* _DOCUMENT EXCERPT_:
FGM practitioners in Michigan face harsh new penalties
Following the arrest last month of Muslim Dr Jumana Nagarwala, accused of mutilating girls for religious reasons, the Michigan Senate yesterday approved legislation making FGM a state felony.
Doctors who perform the procedure and parents who transport a child to undergo the surgery now face jail sentences of up to 15 years.
A sponsor of the legislation, State Senate Judiciary Committee Chairman Rick Jones, above, cited recent expert testimony before his panel describing Michigan as a “hotspot” for female genital mutilation due to its large community of immigrants from countries where such surgery is still routinely performed. He said:
It’s been hidden. But now that we’re aware, we want to make a very strong statement to the world – never again in Michigan.
Genital mutilation of girls, typically involving removal of all or part of the clitoris, is banned by several international treaties but remains a common cultural or religious practice in some African countries, including Somalia, Sudan and Egypt.
Aside from carrying tougher penalties than federal statute, Michigan’s legislation would allow arrests and prosecution by local law enforcement.

* _PROMPT 1_:
List every country named in the article on Michigan's FGM legislation.
* _PROMPT 2_:
Write the next part of the article on Michigan's FGM legislation, starting after its final sentence.

* _INFORMATION PROVIDED_:
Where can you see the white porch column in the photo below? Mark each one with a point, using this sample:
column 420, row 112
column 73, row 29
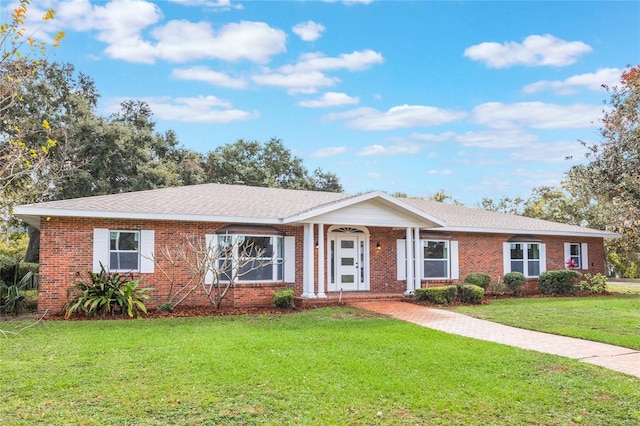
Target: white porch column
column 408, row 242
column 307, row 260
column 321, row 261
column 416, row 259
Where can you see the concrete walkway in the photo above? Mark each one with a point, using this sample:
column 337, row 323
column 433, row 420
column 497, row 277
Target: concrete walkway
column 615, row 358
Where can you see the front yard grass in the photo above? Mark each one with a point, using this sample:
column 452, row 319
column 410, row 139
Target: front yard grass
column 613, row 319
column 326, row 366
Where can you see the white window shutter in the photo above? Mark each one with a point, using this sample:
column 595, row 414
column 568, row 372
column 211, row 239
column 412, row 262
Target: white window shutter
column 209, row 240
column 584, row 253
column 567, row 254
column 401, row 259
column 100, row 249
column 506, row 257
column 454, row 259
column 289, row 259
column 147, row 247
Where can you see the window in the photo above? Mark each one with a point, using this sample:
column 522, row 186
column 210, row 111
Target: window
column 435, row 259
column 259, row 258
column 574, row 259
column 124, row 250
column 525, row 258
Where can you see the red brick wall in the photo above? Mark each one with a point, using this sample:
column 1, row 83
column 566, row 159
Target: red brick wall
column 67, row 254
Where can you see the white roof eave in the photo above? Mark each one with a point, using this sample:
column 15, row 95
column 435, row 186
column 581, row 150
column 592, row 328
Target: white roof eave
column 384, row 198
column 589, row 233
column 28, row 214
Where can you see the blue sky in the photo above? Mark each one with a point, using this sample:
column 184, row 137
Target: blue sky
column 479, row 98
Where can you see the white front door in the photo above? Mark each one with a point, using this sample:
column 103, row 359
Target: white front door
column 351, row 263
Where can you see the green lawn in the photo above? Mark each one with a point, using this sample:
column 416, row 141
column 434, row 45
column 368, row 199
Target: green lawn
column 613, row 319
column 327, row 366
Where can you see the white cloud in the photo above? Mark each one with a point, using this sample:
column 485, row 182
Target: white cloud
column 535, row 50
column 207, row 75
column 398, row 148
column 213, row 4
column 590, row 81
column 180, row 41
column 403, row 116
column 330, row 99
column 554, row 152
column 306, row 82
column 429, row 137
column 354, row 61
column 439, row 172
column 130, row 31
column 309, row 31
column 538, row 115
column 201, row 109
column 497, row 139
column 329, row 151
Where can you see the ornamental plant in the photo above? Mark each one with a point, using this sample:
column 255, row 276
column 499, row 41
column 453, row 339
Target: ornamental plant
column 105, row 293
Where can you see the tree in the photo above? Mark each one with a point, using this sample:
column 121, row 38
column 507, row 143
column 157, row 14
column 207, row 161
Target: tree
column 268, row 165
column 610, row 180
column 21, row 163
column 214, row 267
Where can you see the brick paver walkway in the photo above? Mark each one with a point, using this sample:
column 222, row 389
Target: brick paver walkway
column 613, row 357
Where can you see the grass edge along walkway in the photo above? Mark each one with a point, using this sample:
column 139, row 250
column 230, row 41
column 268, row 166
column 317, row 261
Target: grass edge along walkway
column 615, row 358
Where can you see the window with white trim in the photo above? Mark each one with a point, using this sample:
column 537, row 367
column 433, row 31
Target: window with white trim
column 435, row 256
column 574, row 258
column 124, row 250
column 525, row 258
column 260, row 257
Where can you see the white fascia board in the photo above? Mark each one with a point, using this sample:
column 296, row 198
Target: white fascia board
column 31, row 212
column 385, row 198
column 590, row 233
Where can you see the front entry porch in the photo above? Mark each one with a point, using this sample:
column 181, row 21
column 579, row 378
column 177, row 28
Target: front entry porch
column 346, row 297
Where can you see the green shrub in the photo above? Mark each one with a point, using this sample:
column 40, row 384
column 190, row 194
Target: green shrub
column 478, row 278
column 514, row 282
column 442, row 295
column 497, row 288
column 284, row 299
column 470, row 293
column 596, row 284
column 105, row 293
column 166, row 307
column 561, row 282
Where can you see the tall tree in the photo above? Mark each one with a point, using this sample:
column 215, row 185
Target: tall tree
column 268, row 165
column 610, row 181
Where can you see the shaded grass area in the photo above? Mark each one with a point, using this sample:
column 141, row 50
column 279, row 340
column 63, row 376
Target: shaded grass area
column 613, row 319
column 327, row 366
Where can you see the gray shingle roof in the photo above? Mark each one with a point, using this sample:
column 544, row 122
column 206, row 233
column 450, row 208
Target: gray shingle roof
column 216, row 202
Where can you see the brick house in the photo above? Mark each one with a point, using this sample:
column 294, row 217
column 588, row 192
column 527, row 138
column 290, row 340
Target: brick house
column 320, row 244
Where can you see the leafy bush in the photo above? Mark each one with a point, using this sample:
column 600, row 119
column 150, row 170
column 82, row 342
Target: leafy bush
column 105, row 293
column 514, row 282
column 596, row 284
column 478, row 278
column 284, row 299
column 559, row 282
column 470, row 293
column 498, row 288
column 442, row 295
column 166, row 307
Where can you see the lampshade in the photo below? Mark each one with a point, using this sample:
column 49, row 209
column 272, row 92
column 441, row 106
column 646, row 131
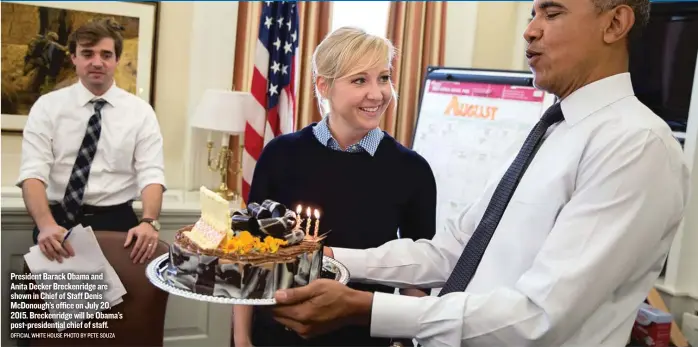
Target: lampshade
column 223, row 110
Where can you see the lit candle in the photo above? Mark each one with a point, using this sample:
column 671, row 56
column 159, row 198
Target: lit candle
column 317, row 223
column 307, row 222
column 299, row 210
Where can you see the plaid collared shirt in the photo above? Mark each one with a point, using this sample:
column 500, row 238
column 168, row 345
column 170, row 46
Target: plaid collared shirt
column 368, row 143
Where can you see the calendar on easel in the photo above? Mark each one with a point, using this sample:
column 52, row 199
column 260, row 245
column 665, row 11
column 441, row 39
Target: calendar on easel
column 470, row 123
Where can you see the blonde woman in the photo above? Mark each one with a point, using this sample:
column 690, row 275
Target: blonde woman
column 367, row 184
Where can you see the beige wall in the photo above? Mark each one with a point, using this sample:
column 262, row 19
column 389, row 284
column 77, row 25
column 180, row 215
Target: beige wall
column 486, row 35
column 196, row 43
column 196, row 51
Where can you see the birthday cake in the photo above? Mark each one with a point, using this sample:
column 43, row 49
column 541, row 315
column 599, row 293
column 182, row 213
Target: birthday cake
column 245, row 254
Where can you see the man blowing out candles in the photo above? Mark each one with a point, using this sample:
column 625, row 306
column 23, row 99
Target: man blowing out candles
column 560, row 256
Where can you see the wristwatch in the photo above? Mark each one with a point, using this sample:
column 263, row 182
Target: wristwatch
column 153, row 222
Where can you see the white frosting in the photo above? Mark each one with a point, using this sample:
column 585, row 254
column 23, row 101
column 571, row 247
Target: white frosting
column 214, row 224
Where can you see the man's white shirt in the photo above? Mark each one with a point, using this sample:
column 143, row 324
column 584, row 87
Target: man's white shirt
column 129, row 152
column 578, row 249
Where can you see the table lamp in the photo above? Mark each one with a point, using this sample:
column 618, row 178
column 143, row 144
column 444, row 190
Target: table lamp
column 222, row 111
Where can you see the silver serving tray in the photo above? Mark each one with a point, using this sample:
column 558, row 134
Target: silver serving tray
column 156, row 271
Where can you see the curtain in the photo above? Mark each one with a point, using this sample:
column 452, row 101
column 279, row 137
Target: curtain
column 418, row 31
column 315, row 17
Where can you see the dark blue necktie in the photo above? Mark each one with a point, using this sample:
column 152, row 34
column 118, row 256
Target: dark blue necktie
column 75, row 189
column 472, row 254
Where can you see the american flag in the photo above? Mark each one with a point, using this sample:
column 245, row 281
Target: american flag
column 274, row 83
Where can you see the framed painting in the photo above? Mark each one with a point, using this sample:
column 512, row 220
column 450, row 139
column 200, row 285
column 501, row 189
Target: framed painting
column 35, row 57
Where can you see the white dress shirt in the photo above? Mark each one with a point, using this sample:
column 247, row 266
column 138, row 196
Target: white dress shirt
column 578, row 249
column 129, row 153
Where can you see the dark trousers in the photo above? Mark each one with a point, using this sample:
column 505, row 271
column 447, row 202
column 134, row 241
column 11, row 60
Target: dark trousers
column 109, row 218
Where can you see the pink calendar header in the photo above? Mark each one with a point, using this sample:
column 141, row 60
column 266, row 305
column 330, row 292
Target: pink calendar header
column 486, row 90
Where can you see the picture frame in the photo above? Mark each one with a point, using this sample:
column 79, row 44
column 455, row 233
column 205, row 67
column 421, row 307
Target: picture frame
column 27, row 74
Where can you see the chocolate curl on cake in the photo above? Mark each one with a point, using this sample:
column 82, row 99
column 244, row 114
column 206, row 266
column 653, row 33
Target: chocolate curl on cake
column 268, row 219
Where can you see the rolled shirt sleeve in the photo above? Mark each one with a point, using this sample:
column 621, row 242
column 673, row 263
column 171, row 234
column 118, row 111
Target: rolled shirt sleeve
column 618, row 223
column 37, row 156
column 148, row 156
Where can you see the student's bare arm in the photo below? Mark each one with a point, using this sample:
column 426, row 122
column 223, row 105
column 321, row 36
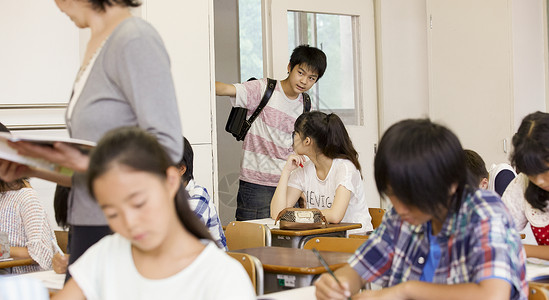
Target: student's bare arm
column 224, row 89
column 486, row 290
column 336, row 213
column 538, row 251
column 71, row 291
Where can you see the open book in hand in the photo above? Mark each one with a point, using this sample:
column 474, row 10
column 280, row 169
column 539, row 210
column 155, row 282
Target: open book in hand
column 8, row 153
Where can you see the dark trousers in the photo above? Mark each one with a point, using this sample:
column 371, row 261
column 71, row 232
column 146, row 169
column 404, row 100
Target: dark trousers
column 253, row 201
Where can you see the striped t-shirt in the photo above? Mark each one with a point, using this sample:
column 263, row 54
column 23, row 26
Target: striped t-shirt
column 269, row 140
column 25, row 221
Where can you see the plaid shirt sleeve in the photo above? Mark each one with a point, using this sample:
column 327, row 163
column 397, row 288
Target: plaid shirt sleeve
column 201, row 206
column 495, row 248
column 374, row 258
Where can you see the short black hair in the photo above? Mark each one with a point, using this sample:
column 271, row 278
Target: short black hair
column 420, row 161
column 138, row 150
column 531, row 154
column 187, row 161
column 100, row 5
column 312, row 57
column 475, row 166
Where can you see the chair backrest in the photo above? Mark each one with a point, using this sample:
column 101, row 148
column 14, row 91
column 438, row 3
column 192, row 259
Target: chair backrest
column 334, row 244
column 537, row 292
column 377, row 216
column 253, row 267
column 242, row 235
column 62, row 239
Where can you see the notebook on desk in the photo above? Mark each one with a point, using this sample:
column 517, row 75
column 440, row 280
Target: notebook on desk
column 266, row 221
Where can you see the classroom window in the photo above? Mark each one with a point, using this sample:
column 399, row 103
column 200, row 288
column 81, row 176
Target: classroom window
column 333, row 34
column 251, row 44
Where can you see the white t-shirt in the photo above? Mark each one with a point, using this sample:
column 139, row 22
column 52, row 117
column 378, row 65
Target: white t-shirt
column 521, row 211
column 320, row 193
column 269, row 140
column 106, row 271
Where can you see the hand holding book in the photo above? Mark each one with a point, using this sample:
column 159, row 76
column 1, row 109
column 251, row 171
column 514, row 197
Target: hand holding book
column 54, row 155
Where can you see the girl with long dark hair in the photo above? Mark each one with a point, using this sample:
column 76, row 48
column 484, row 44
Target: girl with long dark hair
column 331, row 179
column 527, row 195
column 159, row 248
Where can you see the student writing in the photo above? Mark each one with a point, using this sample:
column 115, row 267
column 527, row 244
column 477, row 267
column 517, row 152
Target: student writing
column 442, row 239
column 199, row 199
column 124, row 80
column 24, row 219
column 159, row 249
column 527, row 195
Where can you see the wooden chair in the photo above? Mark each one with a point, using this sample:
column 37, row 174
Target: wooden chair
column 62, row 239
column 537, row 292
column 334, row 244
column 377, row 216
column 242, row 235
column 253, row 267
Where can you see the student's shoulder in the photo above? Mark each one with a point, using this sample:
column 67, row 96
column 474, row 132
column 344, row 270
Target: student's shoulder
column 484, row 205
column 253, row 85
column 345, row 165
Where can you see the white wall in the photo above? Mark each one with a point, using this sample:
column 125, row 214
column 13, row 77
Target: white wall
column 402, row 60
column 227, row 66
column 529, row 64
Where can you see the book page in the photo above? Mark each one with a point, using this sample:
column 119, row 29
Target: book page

* _RESPONSE 1_:
Somalia, Sudan, Egypt

* _RESPONSE 2_:
It also would close a federal loophole by outlawing transportation of girls under age 18 within state boundaries for purposes of undergoing genital surgery, Jones said. Parents or guardians who bring children to Michigan from abroad or are found to have taken them overseas for such procedures could likewise be charged.
The federal law, enacted in 1996, targets practitioners of female genital mutilation as well as individuals who carry a child across state lines to undergo the procedure.
Jones said female genital mutilation bans have been passed or were under consideration in several other states, including Minnesota and Texas, but he believed Michigan’s would be the toughest.
The World Health Organization has estimated that more than 200 million girls and women alive today have undergone genital mutilation, which can cause lasting health problems.